• Task: Apart from the images, reproduce every record word for word.

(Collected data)
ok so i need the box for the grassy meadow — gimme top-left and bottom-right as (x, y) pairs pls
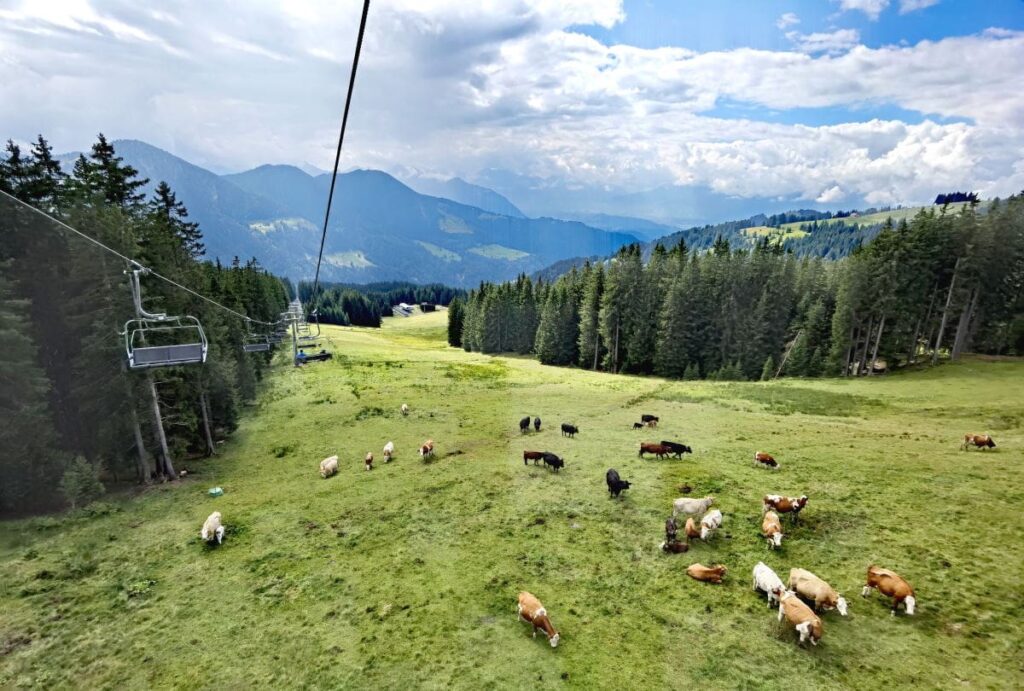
(2, 310), (1023, 689)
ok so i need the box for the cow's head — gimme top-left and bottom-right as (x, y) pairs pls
(549, 631), (560, 648)
(836, 596), (848, 616)
(770, 532), (783, 548)
(620, 480), (631, 490)
(904, 596), (916, 615)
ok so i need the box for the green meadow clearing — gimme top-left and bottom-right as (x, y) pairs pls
(2, 311), (1022, 689)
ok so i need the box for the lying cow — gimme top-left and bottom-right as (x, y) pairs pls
(561, 423), (579, 438)
(700, 509), (722, 540)
(863, 565), (916, 616)
(639, 443), (672, 459)
(962, 433), (996, 450)
(606, 468), (631, 498)
(523, 450), (545, 465)
(762, 510), (783, 549)
(519, 416), (531, 434)
(789, 568), (848, 616)
(661, 539), (689, 553)
(754, 451), (779, 470)
(763, 495), (808, 523)
(778, 590), (823, 646)
(201, 511), (225, 545)
(672, 495), (714, 518)
(660, 441), (692, 458)
(365, 452), (374, 471)
(687, 563), (727, 583)
(319, 454), (339, 479)
(752, 561), (785, 607)
(542, 452), (564, 472)
(517, 592), (560, 647)
(383, 441), (394, 462)
(419, 439), (434, 459)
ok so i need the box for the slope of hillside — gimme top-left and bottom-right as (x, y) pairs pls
(1, 314), (1021, 688)
(403, 175), (526, 218)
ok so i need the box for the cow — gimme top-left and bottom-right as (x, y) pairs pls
(660, 441), (693, 458)
(962, 433), (996, 451)
(684, 517), (701, 541)
(763, 495), (808, 523)
(542, 452), (564, 472)
(382, 441), (394, 462)
(789, 568), (848, 616)
(401, 403), (409, 416)
(686, 563), (727, 583)
(862, 565), (916, 616)
(672, 496), (714, 518)
(519, 416), (531, 434)
(364, 452), (374, 471)
(534, 417), (542, 432)
(561, 423), (578, 438)
(754, 451), (779, 470)
(641, 414), (659, 424)
(419, 439), (434, 459)
(661, 539), (689, 553)
(632, 422), (645, 430)
(517, 592), (560, 647)
(665, 516), (678, 542)
(523, 450), (545, 466)
(606, 468), (631, 498)
(762, 510), (784, 549)
(778, 590), (823, 646)
(700, 509), (722, 541)
(752, 562), (785, 608)
(201, 511), (225, 545)
(639, 443), (672, 459)
(319, 455), (339, 478)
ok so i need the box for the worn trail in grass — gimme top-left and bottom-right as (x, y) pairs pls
(2, 311), (1023, 689)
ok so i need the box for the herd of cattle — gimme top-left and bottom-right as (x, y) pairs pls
(197, 401), (999, 651)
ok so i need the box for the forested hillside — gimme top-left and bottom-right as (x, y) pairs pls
(0, 135), (289, 514)
(452, 199), (1024, 380)
(295, 281), (464, 328)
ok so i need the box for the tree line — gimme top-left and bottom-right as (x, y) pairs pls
(450, 197), (1024, 382)
(1, 134), (289, 514)
(297, 280), (464, 328)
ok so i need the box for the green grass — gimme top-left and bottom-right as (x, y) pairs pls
(2, 312), (1023, 689)
(416, 241), (462, 262)
(468, 244), (530, 261)
(777, 203), (975, 234)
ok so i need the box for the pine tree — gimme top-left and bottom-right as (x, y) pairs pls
(149, 181), (204, 260)
(760, 356), (775, 381)
(577, 263), (604, 369)
(447, 297), (465, 347)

• Solution to this problem:
ok so i need the box for the grassy meadow — gimme top-left and bottom-right as (x, y) pairs pls
(2, 310), (1023, 689)
ok so i need the box for the cow's head — gimme top-left and bottom-right as (x, y) pairs pls
(549, 631), (560, 648)
(836, 596), (848, 616)
(770, 532), (783, 548)
(620, 480), (631, 490)
(904, 596), (916, 615)
ok so i need the box for the green meadow clearing — gimme top-left and bottom-right as (x, y) pairs pls
(2, 311), (1022, 689)
ok so i need the box for the lying cow — gimme top-left and bottom-right as (x, y) pairs pls
(561, 423), (579, 438)
(700, 509), (722, 540)
(863, 565), (916, 616)
(639, 443), (672, 459)
(962, 433), (996, 450)
(606, 468), (631, 498)
(523, 450), (545, 465)
(762, 510), (783, 549)
(519, 416), (531, 434)
(789, 568), (848, 616)
(661, 539), (689, 553)
(754, 451), (779, 470)
(763, 495), (808, 523)
(778, 590), (823, 646)
(201, 511), (225, 545)
(672, 495), (714, 518)
(660, 441), (692, 458)
(365, 452), (374, 471)
(687, 563), (727, 583)
(319, 454), (339, 479)
(752, 561), (785, 607)
(542, 452), (564, 472)
(517, 592), (560, 647)
(383, 441), (394, 462)
(419, 439), (434, 459)
ok so i need the box for the slope of hillside — gimme top-left and bottom-right as (x, y) pairs pls
(1, 314), (1021, 688)
(403, 175), (526, 218)
ok so i need the box for the cow — gimme top-left and bottom-right as (x, y) pairs pls
(660, 441), (693, 458)
(962, 433), (996, 451)
(684, 517), (701, 541)
(763, 495), (808, 523)
(542, 452), (564, 472)
(382, 441), (394, 462)
(789, 568), (848, 616)
(401, 403), (409, 416)
(686, 563), (727, 583)
(862, 565), (916, 616)
(672, 496), (714, 518)
(519, 416), (531, 434)
(364, 452), (374, 471)
(534, 417), (542, 432)
(561, 423), (578, 438)
(754, 451), (779, 470)
(641, 414), (659, 424)
(419, 439), (434, 459)
(661, 539), (689, 553)
(632, 422), (645, 430)
(517, 592), (560, 647)
(665, 516), (678, 542)
(523, 450), (545, 466)
(606, 468), (631, 498)
(762, 510), (784, 549)
(778, 590), (823, 646)
(700, 509), (722, 541)
(752, 562), (785, 608)
(201, 511), (225, 545)
(639, 443), (672, 459)
(319, 455), (339, 478)
ok so i need the box for the worn trail in grass — gimme top-left and bottom-right as (x, y) pairs pls
(2, 311), (1023, 689)
ok so i need the box for the herd of cattle — gimme top-left and bottom-right as (x, y) pairs pls
(197, 401), (999, 651)
ok so i need the box for the forested hillside — gimme top-left and bottom-right as (x, y) pairs pls
(0, 135), (289, 514)
(452, 199), (1024, 380)
(295, 281), (464, 328)
ok so i need the box for the tree line — gimme top-left and bottom-right as (x, y) pairs pls
(450, 197), (1024, 382)
(1, 134), (289, 514)
(297, 280), (464, 328)
ok so i need the box for the green grass — gimme top-left and bottom-right as (x, y) pairs pls
(2, 312), (1023, 689)
(416, 241), (462, 262)
(468, 244), (530, 261)
(777, 203), (975, 234)
ok so i need the box for the pine tree — gimme top-left and bottom-right as (x, y) pairs pls
(149, 181), (204, 260)
(760, 356), (775, 381)
(577, 263), (604, 369)
(447, 297), (465, 347)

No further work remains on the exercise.